Exercise:
Rewrite every line from the start of the listing through the line containing "[[[329,10],[349,11],[350,0],[0,0],[0,63],[115,35]]]", raising each coordinate in the answer outlines by 124. Leave the pictures out.

Given information:
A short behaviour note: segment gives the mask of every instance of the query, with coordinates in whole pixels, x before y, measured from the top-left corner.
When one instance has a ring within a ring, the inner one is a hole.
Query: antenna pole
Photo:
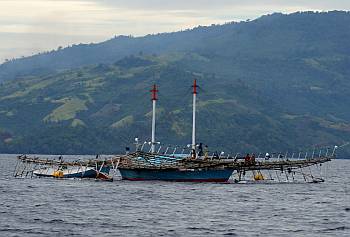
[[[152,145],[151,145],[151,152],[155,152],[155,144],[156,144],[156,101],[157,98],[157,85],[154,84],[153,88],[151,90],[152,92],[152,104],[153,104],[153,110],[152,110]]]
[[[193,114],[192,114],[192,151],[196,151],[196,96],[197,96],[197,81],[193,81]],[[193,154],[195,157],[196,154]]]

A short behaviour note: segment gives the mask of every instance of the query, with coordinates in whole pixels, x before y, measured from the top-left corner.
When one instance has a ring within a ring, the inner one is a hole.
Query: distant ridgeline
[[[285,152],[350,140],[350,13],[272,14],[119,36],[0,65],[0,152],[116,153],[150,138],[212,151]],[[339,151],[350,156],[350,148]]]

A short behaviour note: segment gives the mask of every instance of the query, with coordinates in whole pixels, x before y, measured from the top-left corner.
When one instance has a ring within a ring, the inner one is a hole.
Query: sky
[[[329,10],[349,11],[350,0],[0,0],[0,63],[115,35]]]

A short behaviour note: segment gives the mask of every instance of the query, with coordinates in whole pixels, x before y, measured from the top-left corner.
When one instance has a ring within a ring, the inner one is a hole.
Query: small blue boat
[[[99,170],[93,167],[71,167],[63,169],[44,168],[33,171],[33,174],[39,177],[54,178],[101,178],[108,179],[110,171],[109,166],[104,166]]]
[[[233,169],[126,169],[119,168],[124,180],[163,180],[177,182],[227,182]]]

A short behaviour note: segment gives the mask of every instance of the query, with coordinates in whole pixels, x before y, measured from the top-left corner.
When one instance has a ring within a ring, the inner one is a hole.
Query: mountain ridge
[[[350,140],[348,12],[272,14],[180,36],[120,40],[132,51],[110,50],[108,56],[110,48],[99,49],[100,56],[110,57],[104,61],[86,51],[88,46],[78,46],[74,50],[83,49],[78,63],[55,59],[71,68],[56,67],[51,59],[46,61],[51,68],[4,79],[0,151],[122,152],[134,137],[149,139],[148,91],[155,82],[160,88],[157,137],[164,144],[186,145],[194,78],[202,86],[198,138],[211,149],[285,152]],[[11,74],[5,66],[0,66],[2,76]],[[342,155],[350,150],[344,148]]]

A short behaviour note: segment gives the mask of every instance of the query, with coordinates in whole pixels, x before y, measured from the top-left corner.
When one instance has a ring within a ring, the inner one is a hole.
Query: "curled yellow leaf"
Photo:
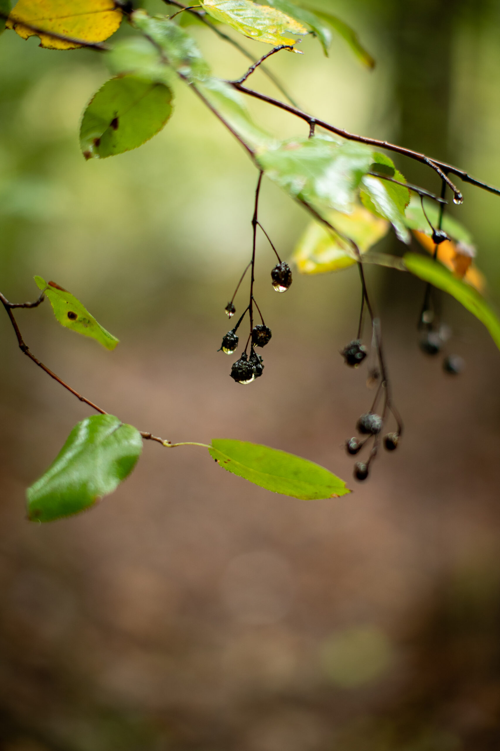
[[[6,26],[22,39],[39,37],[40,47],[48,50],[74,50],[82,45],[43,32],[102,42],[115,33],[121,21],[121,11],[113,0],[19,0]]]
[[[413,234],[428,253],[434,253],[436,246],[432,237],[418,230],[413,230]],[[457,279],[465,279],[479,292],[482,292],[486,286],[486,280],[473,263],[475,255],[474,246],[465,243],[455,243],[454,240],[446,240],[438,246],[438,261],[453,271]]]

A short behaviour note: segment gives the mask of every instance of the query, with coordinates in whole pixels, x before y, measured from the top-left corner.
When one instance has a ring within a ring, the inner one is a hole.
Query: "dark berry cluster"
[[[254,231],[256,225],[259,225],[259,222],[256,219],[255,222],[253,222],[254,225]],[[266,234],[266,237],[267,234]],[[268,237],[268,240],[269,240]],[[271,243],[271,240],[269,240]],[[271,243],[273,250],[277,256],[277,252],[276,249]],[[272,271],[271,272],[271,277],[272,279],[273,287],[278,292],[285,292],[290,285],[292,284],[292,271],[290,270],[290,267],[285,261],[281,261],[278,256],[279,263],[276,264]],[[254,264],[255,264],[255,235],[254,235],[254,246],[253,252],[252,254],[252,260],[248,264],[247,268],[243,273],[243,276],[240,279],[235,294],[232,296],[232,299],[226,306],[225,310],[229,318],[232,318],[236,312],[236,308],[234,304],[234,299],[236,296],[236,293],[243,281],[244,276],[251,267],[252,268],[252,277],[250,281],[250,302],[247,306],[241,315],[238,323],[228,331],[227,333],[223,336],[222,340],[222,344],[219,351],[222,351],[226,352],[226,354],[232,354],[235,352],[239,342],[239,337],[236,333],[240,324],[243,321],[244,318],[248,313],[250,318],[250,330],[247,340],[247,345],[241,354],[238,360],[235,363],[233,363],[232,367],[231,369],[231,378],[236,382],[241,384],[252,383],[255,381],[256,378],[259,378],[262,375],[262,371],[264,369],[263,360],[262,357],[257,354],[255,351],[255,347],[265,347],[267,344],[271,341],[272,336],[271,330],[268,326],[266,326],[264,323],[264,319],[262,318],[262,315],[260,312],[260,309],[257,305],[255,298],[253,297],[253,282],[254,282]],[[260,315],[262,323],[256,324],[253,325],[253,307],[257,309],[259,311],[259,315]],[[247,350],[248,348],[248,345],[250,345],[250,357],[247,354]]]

Result:
A short behaviour note: segment gives the mask of every instance of the query, with coordinates in whole pixels, x before y, measured from the top-left corner.
When one instance has a ring within a ring, the inner one is a hole.
Query: antenna pole
Photo:
[[[276,269],[275,269],[275,276],[279,276],[279,268],[280,268],[280,225],[281,222],[281,209],[278,208],[277,212],[275,214],[276,216],[276,228],[277,228],[277,234],[276,234]]]
[[[317,238],[316,238],[316,275],[320,275],[320,220],[321,220],[321,205],[317,205]],[[317,278],[319,281],[320,278]]]

A short behaviour note: segment gives the mask of every instance of the query, with coordinates in whole pixels, x before y, measured from the top-left corner.
When one instance has a ring within a ring, the inner one is a hole.
Query: distant ridgeline
[[[409,276],[474,264],[474,137],[396,138],[243,160],[124,189],[124,276],[240,277],[274,262],[336,275]],[[463,275],[474,280],[474,272]]]

A short behaviour note: segment gives the mask of every instance of the query, with coordinates in whole pixels, x before y, measured from the top-left corner.
When one instance has a ring within a ring, the inner one is a hole.
Query: sky
[[[453,134],[473,135],[474,124],[124,124],[124,187],[239,159]]]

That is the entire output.